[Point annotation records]
++++++++

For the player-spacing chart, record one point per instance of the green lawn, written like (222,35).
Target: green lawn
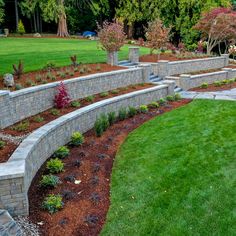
(36,52)
(176,175)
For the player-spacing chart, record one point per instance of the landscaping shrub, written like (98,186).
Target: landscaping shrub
(170,98)
(62,98)
(18,70)
(204,85)
(38,119)
(77,139)
(122,114)
(162,101)
(22,126)
(111,118)
(90,98)
(154,105)
(55,112)
(61,152)
(143,109)
(132,111)
(55,166)
(2,144)
(75,104)
(52,203)
(49,181)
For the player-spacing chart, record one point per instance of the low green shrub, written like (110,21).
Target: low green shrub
(143,109)
(55,112)
(49,181)
(111,117)
(2,144)
(170,98)
(75,104)
(62,152)
(104,94)
(22,126)
(77,139)
(122,114)
(55,166)
(38,119)
(90,98)
(154,105)
(132,111)
(52,203)
(204,85)
(177,97)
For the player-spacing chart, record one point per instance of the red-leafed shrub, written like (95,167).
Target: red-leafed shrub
(62,98)
(111,36)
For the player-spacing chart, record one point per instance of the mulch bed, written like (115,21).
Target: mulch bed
(47,116)
(213,88)
(81,215)
(27,79)
(6,151)
(164,56)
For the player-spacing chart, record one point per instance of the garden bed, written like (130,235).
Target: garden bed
(168,57)
(87,203)
(58,74)
(213,87)
(28,125)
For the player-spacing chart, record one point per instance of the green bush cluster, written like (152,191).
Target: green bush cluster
(52,203)
(77,139)
(49,181)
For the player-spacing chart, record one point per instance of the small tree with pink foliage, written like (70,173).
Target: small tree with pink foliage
(62,98)
(112,38)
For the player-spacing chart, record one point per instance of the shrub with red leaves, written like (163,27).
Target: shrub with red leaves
(62,98)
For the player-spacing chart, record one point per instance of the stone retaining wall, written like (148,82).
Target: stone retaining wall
(18,105)
(187,82)
(16,174)
(167,68)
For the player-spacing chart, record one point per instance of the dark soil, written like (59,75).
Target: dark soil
(164,56)
(85,209)
(30,79)
(6,151)
(47,116)
(213,88)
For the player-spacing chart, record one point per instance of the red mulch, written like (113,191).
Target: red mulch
(6,151)
(94,173)
(164,56)
(31,76)
(48,117)
(213,88)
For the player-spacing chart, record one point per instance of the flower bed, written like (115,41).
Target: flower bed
(86,203)
(49,75)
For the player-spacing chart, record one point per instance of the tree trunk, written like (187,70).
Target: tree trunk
(62,30)
(17,14)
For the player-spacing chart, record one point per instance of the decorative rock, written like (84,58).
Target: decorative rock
(8,227)
(8,80)
(37,35)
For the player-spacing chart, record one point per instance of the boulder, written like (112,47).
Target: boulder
(8,227)
(8,80)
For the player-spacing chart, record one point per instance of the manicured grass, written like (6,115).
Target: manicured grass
(175,175)
(36,52)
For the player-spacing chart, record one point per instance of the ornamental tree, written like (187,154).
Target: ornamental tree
(218,26)
(157,35)
(62,98)
(111,36)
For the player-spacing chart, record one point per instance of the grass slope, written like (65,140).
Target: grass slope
(175,175)
(36,52)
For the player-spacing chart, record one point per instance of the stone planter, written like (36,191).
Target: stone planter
(112,58)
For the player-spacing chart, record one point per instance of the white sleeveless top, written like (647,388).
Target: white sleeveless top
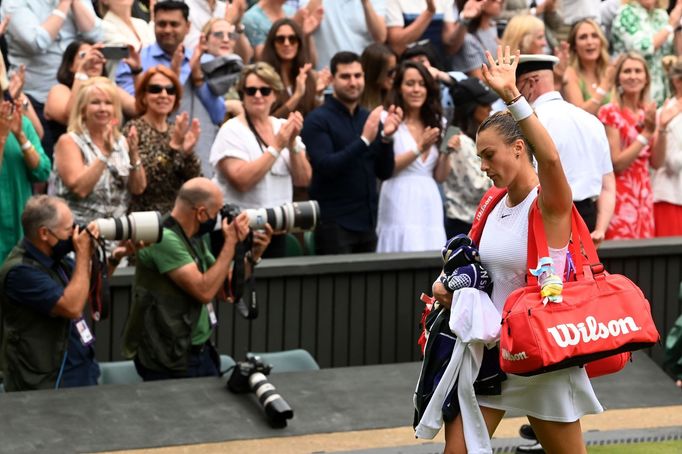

++++++++

**Problem to work on:**
Every record above should be transcribed exactly; the pictures stay out of the copy.

**Solution to this exercise:**
For the player-spacing chart, record one point per instance of the green lawn, written like (222,35).
Target: green lawn
(36,52)
(176,175)
For the player-spacing chart, record one point per instance of the landscaping shrub, written like (98,186).
Target: landscaping shrub
(170,98)
(62,98)
(18,70)
(204,85)
(38,119)
(77,139)
(122,114)
(162,101)
(22,126)
(111,118)
(90,98)
(154,105)
(55,112)
(61,152)
(143,109)
(132,111)
(55,166)
(2,144)
(75,104)
(52,203)
(49,181)
For the player-spacing chart, record one point per instance of the low green shrub, written like (110,21).
Target: low green shrub
(143,109)
(55,112)
(49,181)
(111,117)
(2,144)
(170,98)
(75,104)
(62,152)
(104,94)
(22,126)
(77,139)
(122,114)
(55,166)
(38,119)
(90,98)
(154,105)
(132,111)
(52,203)
(204,85)
(177,97)
For the player-spacing chart, record one point per instance of the red-leafed shrub, written like (95,167).
Target: red-leafed shrub
(62,98)
(111,36)
For the player-spacing chart, record one point per instance of the mulch bed, written like (115,21).
Target: mulch bed
(47,116)
(213,88)
(81,215)
(27,79)
(6,151)
(164,56)
For the player-spacing chart, record one point per instance of the garden bed, written like (130,235).
Target: garden bed
(168,57)
(87,203)
(58,74)
(213,87)
(28,125)
For the player-spacing chart, record one point per instance of the green bush cluster, written like (152,191).
Target: green bush cluster
(52,203)
(77,139)
(49,181)
For the player-spacing chart, record one point per instance of the small tree with pink foliage, written like (70,173).
Target: small tree with pink foliage
(62,98)
(112,38)
For the player-spacing chart, record one point per instance of the shrub with red leaves, written like (163,27).
Target: shrub with red leaves
(62,98)
For the player-spacing chart, record one point per instance of the stone retaining wall, written like (148,82).
Target: stone retaining wall
(18,105)
(187,82)
(16,174)
(167,68)
For the player-spacing chart, record one point per instance of the dark soil, written like (59,75).
Target: dark soil
(164,56)
(85,209)
(30,79)
(6,151)
(47,116)
(213,88)
For the player-spacing chart, record one point per instance of the red mulch, written like (113,191).
Target: red mulch
(6,151)
(94,173)
(164,56)
(31,76)
(48,117)
(213,88)
For the player-spacing chart, record one point per instance of the flower bed, written like (115,41).
Target: flower bed
(86,203)
(49,75)
For the player-spacing chart, record one point per instance of the tree trunk, written like (187,70).
Target: tree trunk
(62,30)
(17,14)
For the player-spacing chart, record one point per instance of the decorative rock, written like (84,58).
Target: decorative rock
(8,227)
(8,80)
(37,35)
For the player-spacing chart, record one point per instance of the boulder, written like (112,47).
Target: boulder
(8,227)
(8,80)
For the player-spacing chart, record one point per instance of the manicured grass, written like (6,115).
Target: manicured grass
(175,175)
(36,52)
For the player-spacing chart, record one point per instance of the ornamental tree, written like (187,154).
Target: ornamental tree
(218,26)
(157,35)
(62,98)
(111,36)
For the player-spacing chart, record one point per instance of the grass slope, written like (65,140).
Target: grass slope
(175,175)
(36,52)
For the player-spacing chart, record one point per instance of the stone planter, written like (36,191).
Target: stone planter
(112,58)
For the player-spacing chart, record one point per instance of the white sleeveless top, written like (647,388).
Target: white sleeveless top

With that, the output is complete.